> **PROMPT**
Retype all of the entries below verbatim, leaving out the pictures.

>> start MATERIAL PROVIDED

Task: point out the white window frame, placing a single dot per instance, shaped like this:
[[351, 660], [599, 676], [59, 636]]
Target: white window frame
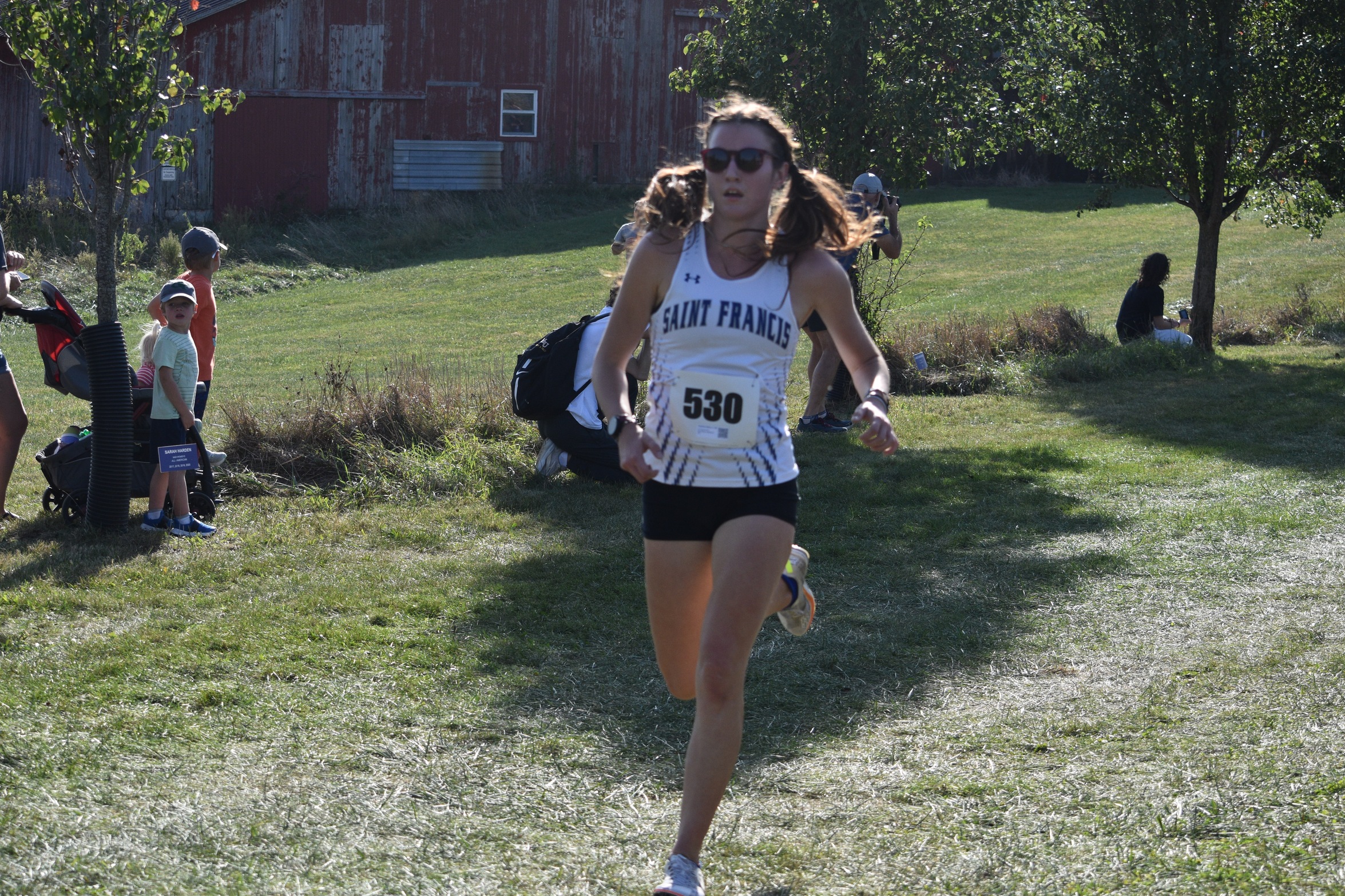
[[535, 113]]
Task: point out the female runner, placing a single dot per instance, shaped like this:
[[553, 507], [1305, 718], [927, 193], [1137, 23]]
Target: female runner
[[724, 298]]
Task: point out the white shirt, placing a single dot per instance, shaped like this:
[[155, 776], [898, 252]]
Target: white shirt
[[584, 408], [727, 327]]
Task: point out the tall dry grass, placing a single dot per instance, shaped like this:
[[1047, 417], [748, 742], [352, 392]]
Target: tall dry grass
[[411, 430], [969, 354], [1297, 318]]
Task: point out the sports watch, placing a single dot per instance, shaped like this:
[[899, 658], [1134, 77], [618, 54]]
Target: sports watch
[[615, 424]]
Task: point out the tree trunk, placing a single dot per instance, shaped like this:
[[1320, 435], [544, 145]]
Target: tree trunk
[[105, 246], [109, 381], [1203, 284]]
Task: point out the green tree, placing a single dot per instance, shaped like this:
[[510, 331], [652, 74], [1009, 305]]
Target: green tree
[[867, 83], [108, 77], [1224, 104]]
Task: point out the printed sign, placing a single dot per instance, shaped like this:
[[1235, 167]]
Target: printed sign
[[178, 457]]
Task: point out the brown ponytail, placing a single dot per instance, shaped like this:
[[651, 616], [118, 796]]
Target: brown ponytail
[[814, 213], [673, 203]]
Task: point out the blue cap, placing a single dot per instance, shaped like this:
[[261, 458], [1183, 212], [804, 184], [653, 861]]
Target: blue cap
[[175, 289], [202, 240]]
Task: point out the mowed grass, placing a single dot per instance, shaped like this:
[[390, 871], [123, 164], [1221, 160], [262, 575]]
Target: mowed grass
[[1085, 640]]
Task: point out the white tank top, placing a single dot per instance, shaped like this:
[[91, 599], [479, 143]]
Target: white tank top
[[720, 348]]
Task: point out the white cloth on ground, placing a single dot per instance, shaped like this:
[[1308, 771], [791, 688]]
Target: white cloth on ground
[[584, 408], [1172, 336]]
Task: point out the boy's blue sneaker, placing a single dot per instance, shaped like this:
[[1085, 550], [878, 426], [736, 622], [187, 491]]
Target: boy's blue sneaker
[[162, 524], [193, 528], [819, 424]]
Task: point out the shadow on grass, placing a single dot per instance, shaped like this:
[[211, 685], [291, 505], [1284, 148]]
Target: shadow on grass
[[925, 563], [1252, 410], [1045, 199], [69, 555]]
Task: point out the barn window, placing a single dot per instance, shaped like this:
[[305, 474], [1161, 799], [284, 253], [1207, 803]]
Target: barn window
[[518, 113]]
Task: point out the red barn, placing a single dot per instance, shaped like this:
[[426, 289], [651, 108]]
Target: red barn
[[351, 102]]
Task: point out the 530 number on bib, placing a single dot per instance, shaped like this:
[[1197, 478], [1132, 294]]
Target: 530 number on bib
[[712, 405], [716, 410]]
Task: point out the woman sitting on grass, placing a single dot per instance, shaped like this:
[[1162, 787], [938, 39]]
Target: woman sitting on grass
[[724, 298], [1142, 309]]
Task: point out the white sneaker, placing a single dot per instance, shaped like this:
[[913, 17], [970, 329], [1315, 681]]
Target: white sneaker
[[681, 878], [798, 617], [549, 460]]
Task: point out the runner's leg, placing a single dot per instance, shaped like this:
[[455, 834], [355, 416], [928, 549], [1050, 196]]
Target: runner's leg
[[14, 424], [677, 587], [748, 555]]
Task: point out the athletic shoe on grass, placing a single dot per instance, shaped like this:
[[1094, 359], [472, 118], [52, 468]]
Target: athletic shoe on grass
[[193, 529], [162, 524], [819, 424], [798, 617], [681, 878], [549, 460], [836, 421]]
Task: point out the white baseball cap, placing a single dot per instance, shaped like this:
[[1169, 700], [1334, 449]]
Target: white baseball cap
[[868, 183]]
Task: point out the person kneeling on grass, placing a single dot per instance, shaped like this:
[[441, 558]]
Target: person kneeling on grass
[[576, 440], [1142, 309], [170, 417]]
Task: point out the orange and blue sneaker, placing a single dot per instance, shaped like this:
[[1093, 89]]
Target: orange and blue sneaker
[[798, 617]]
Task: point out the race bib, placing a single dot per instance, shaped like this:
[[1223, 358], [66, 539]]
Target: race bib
[[716, 410]]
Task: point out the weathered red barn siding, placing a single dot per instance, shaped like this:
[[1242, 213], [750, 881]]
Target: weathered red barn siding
[[331, 83]]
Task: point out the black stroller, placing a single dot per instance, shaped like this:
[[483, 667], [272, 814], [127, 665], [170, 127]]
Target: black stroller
[[66, 464]]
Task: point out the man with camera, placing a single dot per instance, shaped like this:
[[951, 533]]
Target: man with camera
[[825, 367]]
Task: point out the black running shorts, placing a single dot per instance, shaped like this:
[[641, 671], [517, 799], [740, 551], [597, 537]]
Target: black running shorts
[[693, 513]]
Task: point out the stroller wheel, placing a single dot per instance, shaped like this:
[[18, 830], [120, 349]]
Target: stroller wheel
[[202, 505], [73, 508], [51, 500]]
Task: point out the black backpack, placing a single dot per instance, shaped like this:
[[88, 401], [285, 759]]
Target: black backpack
[[543, 376]]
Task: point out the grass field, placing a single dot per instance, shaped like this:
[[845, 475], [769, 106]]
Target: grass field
[[1075, 641]]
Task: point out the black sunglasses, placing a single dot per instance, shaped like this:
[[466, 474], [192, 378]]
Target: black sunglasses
[[749, 159]]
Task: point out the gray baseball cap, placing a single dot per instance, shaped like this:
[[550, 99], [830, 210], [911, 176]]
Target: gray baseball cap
[[175, 289], [868, 183], [202, 240]]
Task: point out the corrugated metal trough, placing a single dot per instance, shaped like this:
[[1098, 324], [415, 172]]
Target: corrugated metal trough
[[447, 164]]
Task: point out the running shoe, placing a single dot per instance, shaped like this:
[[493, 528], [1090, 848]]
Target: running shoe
[[798, 617], [162, 524], [836, 421], [549, 460], [681, 878], [193, 529], [818, 424]]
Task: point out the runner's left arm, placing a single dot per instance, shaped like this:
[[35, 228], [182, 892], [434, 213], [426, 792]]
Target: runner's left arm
[[822, 285]]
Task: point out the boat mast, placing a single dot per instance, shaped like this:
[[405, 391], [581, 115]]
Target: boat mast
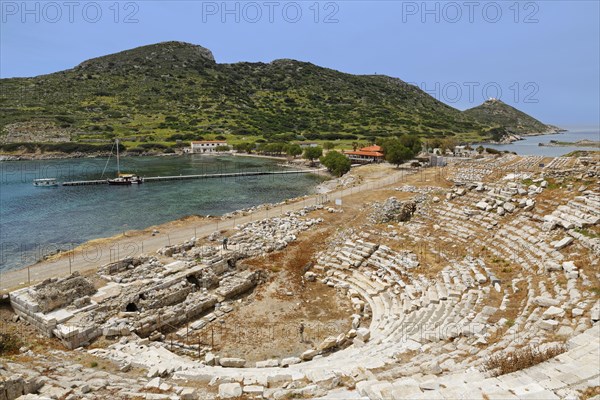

>> end MATERIAL PROVIDED

> **SOLUTION TO THIS TASK**
Task: point out the white window frame, placing a single dot per instance, shaped like this:
[[351, 660], [599, 676], [59, 636]]
Target: white window frame
[[535, 113]]
Task: point out the female runner, placing a single dot per instance, shaped like this:
[[553, 507], [1305, 718], [927, 193], [1137, 23]]
Target: female runner
[[724, 298]]
Task: point out the white shirt, placing a single dot per instance, shaped like this:
[[155, 776], [898, 252]]
Target: white shirt
[[584, 408], [727, 327]]
Task: point out the tall dry grass, placing a single dot per instance, shaped like this:
[[1047, 417], [748, 742], [352, 392]]
Target: tall dry grass
[[411, 430], [969, 354], [1297, 318]]
Task: point out the sports watch, placing a single dot per instance, shaped like this:
[[899, 658], [1134, 77], [618, 54]]
Target: sports watch
[[615, 424]]
Task: point out the tree trunk, placing a single dot per instance, shaped like this:
[[1320, 435], [544, 145]]
Target: tree trunk
[[105, 246], [109, 381], [1203, 284]]
Task: point out the green tree, placing a single dot per instance, shaped like this:
[[510, 331], [652, 74], [1009, 305]]
Target: green tree
[[867, 83], [108, 77], [1224, 104]]
Task: point out the printed sign, placing a single dot per instance, shaped like this:
[[1235, 167]]
Target: printed sign
[[178, 457]]
Task: point out the brown ponytail, placing a single dot per instance, shaped like this:
[[651, 616], [118, 796]]
Target: brown ponytail
[[814, 213], [673, 203]]
Task: point out the blue cap, placing a single dot per instance, shaped like this:
[[261, 458], [1183, 212], [804, 184], [653, 861]]
Target: blue cap
[[175, 289], [202, 240]]
Task: point out the mowed grass, placing a single dot per instance, shaped like this:
[[390, 871], [123, 164], [1221, 160], [262, 575]]
Target: mowed grass
[[1085, 640]]
Task: point out the white tank top, placing a single dot per instance, shaped like this:
[[91, 599], [479, 143]]
Target: white tank top
[[720, 348]]
Task: point out the white cloth on ground, placing a single dot per instance, shaped like this:
[[1308, 771], [791, 688]]
Target: white cloth on ground
[[584, 408], [1172, 336]]
Task: point out the boy's blue sneaker, placing a single dot per instance, shaped like this:
[[1085, 550], [878, 426], [736, 622], [187, 491]]
Target: boy's blue sneaker
[[162, 524], [193, 528], [819, 424]]
Task: point out the shadow on grass, placing a single dot per instance, shaped like this:
[[211, 685], [291, 505], [1284, 148]]
Target: shadow on grass
[[925, 563], [1252, 410], [1045, 199], [69, 555]]
Task: point out the barn window, placing a single dot per instance, shaped like this:
[[305, 474], [1161, 799], [284, 253], [1207, 803]]
Target: barn window
[[518, 113]]
Task: point out the red barn, placing a single dot per instance, shaped like this:
[[426, 289], [651, 108]]
Target: red barn
[[351, 102]]
Task: point out the 530 number on bib, placing a single dot per instance, shaped like this:
[[1197, 478], [1132, 294]]
Target: 530 number on bib
[[712, 405], [716, 410]]
Task: point out the woman sitting on grass, placing a single dot per instance, shaped like this:
[[1162, 787], [938, 39]]
Target: woman sitting on grass
[[724, 298], [1142, 309]]
Task: point out the white sneaker, placing a single dot per instance, shaped like this:
[[913, 17], [970, 329], [1315, 681]]
Target: white sneaker
[[681, 878], [798, 617], [549, 460]]
Task: point out the runner's leg, placing a single dot per instance, shaped like this:
[[455, 834], [355, 416], [928, 549], [1050, 196]]
Target: runner's leg
[[14, 424], [677, 587], [748, 555]]
Task: point out the athletic shoe on grass, placing a single dot per instance, shaped like this:
[[1094, 359], [472, 118], [52, 468]]
Target: athletic shoe on grass
[[193, 529], [162, 524], [819, 424], [798, 617], [681, 878], [549, 460], [836, 421]]
Task: point out the white baseball cap, placing a single dot per instance, shaped like this:
[[1169, 700], [1334, 449]]
Target: white baseball cap
[[868, 183]]
Task: point out the person kneeling on grass, placing a single dot per instance, shaped like this:
[[441, 558]]
Target: person kneeling on grass
[[576, 440], [1142, 309], [170, 417]]
Task: point out the orange and blue sneaker, placing a single dot per instance, shaped like this:
[[1093, 89]]
Target: orange and blue sneaker
[[798, 617]]
Task: point out the race bib, placing a single dot per instance, shaped like this:
[[1223, 358], [66, 539]]
Target: race bib
[[716, 410]]
Task: point out the weathered red barn siding, placing a single dot per instance, shaped like this:
[[1242, 213], [750, 881]]
Target: weathered red barn siding
[[331, 83]]
Task: point out the black stroller, placing a single dot per instance, shaped like this:
[[483, 667], [272, 814], [127, 665], [170, 127]]
Target: black stroller
[[66, 464]]
Task: point out the man with camera, placing a single dot per instance, shaped like this:
[[951, 533]]
Target: man with camera
[[825, 367]]
Task: point out the black running shorts, placing a single dot per instance, shaped like this:
[[641, 671], [517, 799], [740, 551], [597, 537]]
Target: black running shorts
[[693, 513]]
Task: point out the stroller wheel, placing a single dot per instance, shaped like this:
[[18, 830], [120, 349]]
Target: stroller wheel
[[202, 505], [73, 508], [51, 500]]
Task: point out the black backpack, placing a single dot per instance, shaped like this:
[[88, 401], [285, 759]]
Target: black backpack
[[543, 376]]
Task: point out the grass field, placing a single dot per instance, shaped like this:
[[845, 475], [769, 106]]
Target: grass field
[[1075, 641]]
Task: point out the black sunglasses, placing a single dot per instance, shaped like this:
[[466, 474], [192, 378]]
Target: black sunglasses
[[749, 159]]
Task: point out the gray baseball cap, placing a single dot per instance, shaped like this:
[[550, 99], [830, 210], [911, 176]]
Target: gray baseball cap
[[175, 289], [868, 183], [202, 240]]
Task: point out the corrugated metal trough, placing a single dot per instance, shaped like this:
[[1098, 324], [415, 172]]
Target: corrugated metal trough
[[447, 164]]
Task: point out the running shoe, placing a single dot per instance, shaped like this:
[[493, 528], [1090, 848]]
Target: running shoe
[[798, 617], [162, 524], [836, 421], [549, 460], [681, 878], [193, 529], [818, 424]]
Task: point out the runner's left arm, placing a single dot per instance, shaped like this:
[[35, 228], [182, 892], [434, 213], [426, 792]]
Target: runner's left arm
[[822, 285]]
Task: point out the boat mast, placing a single dot per instance, shaped like this:
[[405, 391], [581, 115]]
Target: boat mast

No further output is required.